AVAILABLE DATA ::
=======
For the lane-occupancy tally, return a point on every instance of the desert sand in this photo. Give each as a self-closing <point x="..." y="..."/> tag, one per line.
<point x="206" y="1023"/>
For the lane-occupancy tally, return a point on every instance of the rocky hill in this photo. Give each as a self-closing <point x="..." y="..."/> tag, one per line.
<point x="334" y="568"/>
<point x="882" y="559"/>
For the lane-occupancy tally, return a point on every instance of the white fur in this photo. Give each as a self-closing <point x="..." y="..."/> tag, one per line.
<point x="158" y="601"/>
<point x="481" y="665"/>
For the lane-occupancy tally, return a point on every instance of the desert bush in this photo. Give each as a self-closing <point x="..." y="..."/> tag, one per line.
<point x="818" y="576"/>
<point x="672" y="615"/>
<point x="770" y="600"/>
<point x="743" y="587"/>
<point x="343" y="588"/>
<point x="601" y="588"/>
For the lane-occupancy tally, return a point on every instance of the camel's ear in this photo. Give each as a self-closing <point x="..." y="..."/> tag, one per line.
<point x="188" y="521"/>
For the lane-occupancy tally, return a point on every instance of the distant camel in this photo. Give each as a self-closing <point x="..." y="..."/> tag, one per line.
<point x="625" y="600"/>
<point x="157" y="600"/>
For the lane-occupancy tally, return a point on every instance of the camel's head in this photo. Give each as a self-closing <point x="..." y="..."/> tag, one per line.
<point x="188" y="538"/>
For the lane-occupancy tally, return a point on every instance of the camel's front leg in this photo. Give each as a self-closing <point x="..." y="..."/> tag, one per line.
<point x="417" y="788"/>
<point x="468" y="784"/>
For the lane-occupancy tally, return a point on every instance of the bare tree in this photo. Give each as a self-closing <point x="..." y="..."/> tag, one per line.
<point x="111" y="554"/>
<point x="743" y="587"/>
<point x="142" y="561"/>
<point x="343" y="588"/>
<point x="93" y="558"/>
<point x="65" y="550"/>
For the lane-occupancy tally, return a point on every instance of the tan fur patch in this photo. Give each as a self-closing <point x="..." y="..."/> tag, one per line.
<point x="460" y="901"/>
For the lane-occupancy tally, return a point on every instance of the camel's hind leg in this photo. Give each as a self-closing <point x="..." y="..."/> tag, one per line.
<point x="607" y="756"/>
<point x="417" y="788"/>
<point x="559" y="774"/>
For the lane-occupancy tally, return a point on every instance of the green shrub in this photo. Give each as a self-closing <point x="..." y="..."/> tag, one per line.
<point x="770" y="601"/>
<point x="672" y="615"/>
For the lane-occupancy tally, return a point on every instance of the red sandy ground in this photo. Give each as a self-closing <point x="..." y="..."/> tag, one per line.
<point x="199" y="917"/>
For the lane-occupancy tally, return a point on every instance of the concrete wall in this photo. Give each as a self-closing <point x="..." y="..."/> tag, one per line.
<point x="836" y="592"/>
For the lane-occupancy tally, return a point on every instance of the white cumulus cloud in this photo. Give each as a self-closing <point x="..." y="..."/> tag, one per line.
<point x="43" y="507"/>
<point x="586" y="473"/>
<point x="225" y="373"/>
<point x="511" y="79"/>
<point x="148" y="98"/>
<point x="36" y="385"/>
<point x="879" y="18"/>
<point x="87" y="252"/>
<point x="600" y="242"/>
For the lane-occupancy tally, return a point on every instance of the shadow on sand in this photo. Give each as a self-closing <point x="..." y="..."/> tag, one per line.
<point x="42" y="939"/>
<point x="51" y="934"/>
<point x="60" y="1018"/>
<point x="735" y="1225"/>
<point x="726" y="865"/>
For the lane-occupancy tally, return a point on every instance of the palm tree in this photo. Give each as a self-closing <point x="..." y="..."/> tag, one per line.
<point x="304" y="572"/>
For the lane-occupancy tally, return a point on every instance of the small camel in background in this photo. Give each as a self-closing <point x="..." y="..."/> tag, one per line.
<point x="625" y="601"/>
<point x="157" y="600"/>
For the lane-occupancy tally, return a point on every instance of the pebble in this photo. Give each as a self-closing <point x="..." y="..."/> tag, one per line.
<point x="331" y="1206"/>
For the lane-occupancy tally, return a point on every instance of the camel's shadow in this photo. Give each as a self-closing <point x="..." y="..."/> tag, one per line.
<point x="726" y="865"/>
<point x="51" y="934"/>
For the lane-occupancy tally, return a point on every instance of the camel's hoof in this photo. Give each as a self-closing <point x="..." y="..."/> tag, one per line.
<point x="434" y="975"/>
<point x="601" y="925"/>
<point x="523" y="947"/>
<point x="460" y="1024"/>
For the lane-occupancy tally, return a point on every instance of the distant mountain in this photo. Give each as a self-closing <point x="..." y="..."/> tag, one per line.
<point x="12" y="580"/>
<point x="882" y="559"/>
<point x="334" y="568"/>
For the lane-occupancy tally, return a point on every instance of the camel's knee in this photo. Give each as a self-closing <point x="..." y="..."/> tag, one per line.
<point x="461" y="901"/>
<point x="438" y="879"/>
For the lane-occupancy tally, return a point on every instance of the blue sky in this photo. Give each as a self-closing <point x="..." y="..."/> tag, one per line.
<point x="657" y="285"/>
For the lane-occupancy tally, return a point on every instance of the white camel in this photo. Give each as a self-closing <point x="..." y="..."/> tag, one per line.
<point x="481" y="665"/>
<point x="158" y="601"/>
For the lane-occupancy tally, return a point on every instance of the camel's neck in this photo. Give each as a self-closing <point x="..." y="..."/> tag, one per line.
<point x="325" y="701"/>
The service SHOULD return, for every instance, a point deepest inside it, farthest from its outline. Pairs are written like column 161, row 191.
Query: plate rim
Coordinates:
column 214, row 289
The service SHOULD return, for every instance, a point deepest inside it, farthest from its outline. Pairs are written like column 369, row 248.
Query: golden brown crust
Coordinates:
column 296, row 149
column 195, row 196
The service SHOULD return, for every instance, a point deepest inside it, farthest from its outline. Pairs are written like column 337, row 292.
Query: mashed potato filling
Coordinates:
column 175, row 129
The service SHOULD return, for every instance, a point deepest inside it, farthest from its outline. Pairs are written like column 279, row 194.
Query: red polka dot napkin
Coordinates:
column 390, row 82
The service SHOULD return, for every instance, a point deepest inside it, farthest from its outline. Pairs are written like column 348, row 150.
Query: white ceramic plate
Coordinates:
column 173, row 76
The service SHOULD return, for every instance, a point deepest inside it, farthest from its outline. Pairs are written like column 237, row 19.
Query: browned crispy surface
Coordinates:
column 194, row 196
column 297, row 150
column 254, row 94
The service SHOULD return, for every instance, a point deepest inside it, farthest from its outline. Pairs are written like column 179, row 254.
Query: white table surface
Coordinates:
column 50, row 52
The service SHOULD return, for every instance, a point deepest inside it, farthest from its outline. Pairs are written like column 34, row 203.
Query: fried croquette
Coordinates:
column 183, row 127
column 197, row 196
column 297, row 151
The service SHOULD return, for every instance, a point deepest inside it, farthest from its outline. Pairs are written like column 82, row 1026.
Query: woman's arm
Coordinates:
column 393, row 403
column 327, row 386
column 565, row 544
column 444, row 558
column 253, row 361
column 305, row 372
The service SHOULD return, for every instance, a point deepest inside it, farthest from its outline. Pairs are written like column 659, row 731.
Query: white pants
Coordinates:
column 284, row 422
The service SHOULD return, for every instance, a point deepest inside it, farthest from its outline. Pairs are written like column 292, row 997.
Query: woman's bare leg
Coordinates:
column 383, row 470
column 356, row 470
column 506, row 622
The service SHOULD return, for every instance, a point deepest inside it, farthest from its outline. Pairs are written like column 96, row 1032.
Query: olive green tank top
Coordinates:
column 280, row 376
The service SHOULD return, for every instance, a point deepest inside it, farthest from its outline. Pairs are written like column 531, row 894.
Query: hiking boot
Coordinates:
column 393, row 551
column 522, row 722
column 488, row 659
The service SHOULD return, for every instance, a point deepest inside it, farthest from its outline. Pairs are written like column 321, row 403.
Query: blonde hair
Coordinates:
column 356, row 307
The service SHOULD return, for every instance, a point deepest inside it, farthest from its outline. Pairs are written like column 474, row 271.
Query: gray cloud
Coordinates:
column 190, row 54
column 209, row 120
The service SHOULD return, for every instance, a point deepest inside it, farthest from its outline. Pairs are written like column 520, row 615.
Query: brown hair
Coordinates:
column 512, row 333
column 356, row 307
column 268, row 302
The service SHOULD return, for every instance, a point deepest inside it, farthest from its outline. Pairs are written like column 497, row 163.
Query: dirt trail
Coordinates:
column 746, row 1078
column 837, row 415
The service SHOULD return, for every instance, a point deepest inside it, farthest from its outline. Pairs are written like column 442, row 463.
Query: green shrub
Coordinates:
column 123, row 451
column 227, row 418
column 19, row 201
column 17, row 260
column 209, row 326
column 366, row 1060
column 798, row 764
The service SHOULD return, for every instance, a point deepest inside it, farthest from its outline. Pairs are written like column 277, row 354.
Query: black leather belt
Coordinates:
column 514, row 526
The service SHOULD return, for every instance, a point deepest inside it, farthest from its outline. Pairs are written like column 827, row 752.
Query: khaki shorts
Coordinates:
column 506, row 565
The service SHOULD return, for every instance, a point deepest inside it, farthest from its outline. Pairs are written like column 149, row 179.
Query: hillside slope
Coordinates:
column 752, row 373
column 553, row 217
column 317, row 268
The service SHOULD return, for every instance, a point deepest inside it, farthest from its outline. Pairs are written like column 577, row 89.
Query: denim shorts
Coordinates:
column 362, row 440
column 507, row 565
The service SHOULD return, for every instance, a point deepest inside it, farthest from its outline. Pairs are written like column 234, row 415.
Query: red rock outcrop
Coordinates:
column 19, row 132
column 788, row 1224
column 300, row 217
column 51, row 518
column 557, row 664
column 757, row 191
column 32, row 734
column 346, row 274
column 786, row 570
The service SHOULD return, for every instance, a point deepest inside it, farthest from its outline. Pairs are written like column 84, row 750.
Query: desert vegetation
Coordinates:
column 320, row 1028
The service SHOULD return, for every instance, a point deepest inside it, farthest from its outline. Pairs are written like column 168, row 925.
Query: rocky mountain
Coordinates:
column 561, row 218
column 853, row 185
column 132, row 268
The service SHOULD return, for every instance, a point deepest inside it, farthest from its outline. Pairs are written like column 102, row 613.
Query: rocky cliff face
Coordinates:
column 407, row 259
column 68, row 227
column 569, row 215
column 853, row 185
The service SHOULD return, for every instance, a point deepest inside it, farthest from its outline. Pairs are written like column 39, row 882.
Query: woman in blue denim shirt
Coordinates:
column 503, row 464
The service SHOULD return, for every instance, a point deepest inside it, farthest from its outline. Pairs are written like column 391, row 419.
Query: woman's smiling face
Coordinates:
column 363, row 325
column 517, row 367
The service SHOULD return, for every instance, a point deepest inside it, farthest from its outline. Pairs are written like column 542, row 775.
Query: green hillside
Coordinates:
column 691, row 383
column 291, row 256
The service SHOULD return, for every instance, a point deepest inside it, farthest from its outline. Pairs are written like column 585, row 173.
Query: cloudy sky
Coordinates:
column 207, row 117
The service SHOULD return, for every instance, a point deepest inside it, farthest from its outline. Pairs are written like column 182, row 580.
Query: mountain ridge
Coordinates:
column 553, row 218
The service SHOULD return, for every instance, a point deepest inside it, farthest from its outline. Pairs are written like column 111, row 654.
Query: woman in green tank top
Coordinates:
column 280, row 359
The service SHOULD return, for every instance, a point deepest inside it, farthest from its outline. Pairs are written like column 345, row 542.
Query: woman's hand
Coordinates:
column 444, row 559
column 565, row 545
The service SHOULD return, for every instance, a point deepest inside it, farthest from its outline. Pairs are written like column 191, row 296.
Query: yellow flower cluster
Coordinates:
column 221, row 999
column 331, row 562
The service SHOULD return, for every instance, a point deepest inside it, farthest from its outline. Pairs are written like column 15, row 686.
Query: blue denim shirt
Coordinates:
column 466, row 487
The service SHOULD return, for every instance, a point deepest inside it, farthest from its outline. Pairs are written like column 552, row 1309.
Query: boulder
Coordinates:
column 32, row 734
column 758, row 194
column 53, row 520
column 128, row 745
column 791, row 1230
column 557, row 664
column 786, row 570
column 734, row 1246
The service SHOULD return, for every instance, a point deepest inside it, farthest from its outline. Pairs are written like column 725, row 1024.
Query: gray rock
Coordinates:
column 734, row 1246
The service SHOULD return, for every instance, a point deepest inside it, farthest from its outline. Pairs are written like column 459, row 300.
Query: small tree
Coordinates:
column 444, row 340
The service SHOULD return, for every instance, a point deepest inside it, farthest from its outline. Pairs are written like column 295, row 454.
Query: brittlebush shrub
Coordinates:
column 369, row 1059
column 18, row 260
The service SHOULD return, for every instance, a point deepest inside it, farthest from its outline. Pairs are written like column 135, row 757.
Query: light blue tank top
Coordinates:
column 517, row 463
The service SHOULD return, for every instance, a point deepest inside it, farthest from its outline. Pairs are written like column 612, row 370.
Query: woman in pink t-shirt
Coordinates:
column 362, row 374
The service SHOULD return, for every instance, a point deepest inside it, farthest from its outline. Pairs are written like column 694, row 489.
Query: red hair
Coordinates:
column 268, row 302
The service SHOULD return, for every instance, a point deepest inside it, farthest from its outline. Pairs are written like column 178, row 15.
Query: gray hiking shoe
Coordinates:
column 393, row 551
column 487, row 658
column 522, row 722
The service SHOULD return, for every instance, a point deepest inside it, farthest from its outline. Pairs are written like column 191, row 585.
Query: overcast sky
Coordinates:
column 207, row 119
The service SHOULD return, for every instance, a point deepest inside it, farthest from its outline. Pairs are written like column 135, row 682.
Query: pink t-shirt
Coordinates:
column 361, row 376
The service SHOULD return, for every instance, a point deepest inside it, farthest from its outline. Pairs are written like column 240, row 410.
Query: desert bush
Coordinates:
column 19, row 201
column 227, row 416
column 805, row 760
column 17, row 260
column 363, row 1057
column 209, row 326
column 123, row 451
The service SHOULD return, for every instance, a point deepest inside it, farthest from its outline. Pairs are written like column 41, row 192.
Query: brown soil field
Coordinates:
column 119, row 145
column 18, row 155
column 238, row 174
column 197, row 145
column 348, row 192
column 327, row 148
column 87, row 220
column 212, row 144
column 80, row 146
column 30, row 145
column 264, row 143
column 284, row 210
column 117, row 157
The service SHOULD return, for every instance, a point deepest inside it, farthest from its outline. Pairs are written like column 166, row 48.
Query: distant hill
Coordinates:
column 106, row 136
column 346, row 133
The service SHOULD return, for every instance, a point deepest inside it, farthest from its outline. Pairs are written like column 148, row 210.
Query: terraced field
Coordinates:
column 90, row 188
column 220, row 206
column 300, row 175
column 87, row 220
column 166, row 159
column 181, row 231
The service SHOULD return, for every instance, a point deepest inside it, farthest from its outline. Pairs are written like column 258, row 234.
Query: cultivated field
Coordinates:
=======
ASSIGNMENT :: An exact copy of the lines above, from the one containing "345, row 542." through the one containing "Query: woman in pink t-shirt", is the whole of the answer.

REPLY ::
The service SHOULD return, for every instance, a point deepest inside it, farthest from its outline. Pairs are written like column 345, row 542.
Query: woman's hand
Coordinates:
column 444, row 559
column 565, row 545
The service SHOULD return, for every instance, a point deepest inside it, farthest from its outline. Pairs are written like column 191, row 296.
Query: yellow flower cluster
Coordinates:
column 221, row 999
column 331, row 562
The service SHOULD return, for every instance, a point deepest inside it, farthest from its outline. Pairs are written like column 15, row 686.
Query: blue denim shirt
Coordinates:
column 466, row 487
The service SHOULD return, for every instance, a point deepest inside it, farthest from its outline. Pairs are written like column 552, row 1309.
Query: boulder
Coordinates:
column 32, row 734
column 758, row 194
column 53, row 520
column 128, row 745
column 791, row 1230
column 557, row 664
column 786, row 570
column 734, row 1246
The service SHOULD return, for every instance, a point deepest inside it, farthest from its outline. Pairs are written like column 725, row 1024.
Query: gray rock
Coordinates:
column 734, row 1246
The service SHOULD return, for every instance, a point deepest inside it, farthest from its outline. Pairs are written like column 459, row 300.
Query: small tree
Coordinates:
column 444, row 340
The service SHOULD return, for every instance, a point deepest inside it, farthest from its outline. Pairs are written like column 295, row 454.
Query: brittlebush shrub
Coordinates:
column 369, row 1059
column 18, row 260
The service SHOULD return, for every instance, a point deepest inside it, farthest from its outline. Pairs are written like column 135, row 757.
Query: light blue tank top
Coordinates:
column 517, row 463
The service SHOULD return, for every instance, a point deepest inside it, farthest from its outline. Pairs are written like column 612, row 370.
Query: woman in pink t-shirt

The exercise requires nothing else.